→ **Short exercise A**:
Answer these questions using the proof about arithmetic sequences.
(i) What letter stands for the common difference of the sequence?
(ii) What equality is given as the starting condition?
(iii) What value does the proof show for the sum of the first m + n terms?

→ **Page excerpt**:
In an arithmetic sequence, the sum of the first $m$ terms is equal to the sum of the first $n$ terms.
Prove that the sum of the first $m + n$ terms is equal to zero.
Let first term of the arithmetic sequence $ = a$
and common difference $= d$
Sum of first $m$ terms of the arithmetic sequence $= S_m = \dfrac{m}{2} \left[2a + \left(m - 1\right) d \right]$
Sum of first $n$ terms of the arithmetic sequence $= S_n = \dfrac{n}{2} \left[2a + \left(n - 1\right) d \right]$
Given: $\;$ $S_m = S_n$
i.e. $\;\;\;$ $\dfrac{m}{2} \left[2a + \left(m - 1\right) d \right] = \dfrac{n}{2} \left[2a + \left(n - 1\right) d \right]$
i.e. $\;\;\;$ $2am + m \left(m - 1\right) d = 2an + n \left(n - 1\right) d$
i.e. $\;\;\;$ $2a \left(m - n\right) = \left(n^2 - n - m^2 + m\right) d$
i.e. $\;\;\;$ $2a \left(m - n\right) = \left[\left(n^2 - m^2\right) - \left(n - m\right) \right] d$
i.e. $\;\;\;$ $2a \left(m - n\right) = \left[\left(n + m\right) \left(n - m\right) - \left(n - m\right) \right] d$
i.e. $\;\;\;$ $\left(n - m\right) \left(n + m - 1\right) d - 2a \left(m - n\right) = 0$
i.e. $\;\;\;$ $\left(n - m\right) \left[2a + \left(m + n - 1\right)d\right] = 0$
$\because$ $\;\;\;$ $n \neq m \implies n - m \neq 0$
$\therefore$ $\;\;\;$ $2a + \left(m + n - 1\right) d = 0$ $\;\;\; \cdots \; (1)$
Now, $\;$ $S_{m + n} = \left(\dfrac{m + n}{2}\right) \left[2a + \left(m + n - 1\right) d \right]$ $\;\;\; \cdots \; (2)$
$\therefore$ $\;\;\;$ In view of equation $(1)$, equation $(2)$ becomes
$S_{m + n} = \left(\dfrac{m + n}{2}\right) \times 0$
i.e. $\;\;\;$ $S_{m + n} = 0$
Hence proved.

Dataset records

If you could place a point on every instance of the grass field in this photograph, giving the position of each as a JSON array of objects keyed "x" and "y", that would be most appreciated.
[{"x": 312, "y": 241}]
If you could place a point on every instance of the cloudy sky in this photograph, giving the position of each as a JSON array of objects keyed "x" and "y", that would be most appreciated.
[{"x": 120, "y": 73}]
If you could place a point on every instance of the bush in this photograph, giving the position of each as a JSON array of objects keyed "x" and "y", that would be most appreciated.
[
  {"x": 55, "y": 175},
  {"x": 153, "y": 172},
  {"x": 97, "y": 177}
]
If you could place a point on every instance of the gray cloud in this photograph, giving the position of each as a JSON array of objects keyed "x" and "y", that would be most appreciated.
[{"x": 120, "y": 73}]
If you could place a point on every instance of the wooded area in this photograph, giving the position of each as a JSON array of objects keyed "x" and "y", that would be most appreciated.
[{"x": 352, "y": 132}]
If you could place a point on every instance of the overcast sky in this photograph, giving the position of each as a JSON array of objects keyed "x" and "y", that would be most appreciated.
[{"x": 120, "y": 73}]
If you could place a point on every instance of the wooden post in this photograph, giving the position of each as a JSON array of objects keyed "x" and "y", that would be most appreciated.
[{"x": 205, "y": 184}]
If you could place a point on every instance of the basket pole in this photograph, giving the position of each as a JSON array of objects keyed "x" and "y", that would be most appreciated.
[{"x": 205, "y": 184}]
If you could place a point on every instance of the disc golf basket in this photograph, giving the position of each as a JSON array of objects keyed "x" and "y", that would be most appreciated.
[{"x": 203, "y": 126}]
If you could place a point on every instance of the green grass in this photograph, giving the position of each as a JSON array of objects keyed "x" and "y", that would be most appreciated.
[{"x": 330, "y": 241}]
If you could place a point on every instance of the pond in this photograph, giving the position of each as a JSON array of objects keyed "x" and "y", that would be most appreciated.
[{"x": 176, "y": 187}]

→ **Short exercise B**:
Rescale the entries starting at the line containing "of the disc" and ending at the last line of the entries. Give only those lines again, requests included, and multiply every x and y coordinate in the answers by 0.55, rounding to whole numbers with halves rounded up.

→ **Exercise answer A**:
(i) d
(ii) S_m = S_n
(iii) Zero

→ **Exercise answer B**:
If you could place a point on every instance of the disc golf basket in this photograph, giving the position of each as a JSON array of objects keyed "x" and "y", that would be most appreciated.
[{"x": 112, "y": 69}]
If you could place a point on every instance of the green grass in this photograph, giving the position of each as a JSON array of objects keyed "x" and "y", that would be most appreciated.
[{"x": 182, "y": 133}]
If you could place a point on every instance of the pond in this photograph, giving the position of each as a JSON array of objects keyed "x" and "y", that would be most appreciated.
[{"x": 97, "y": 103}]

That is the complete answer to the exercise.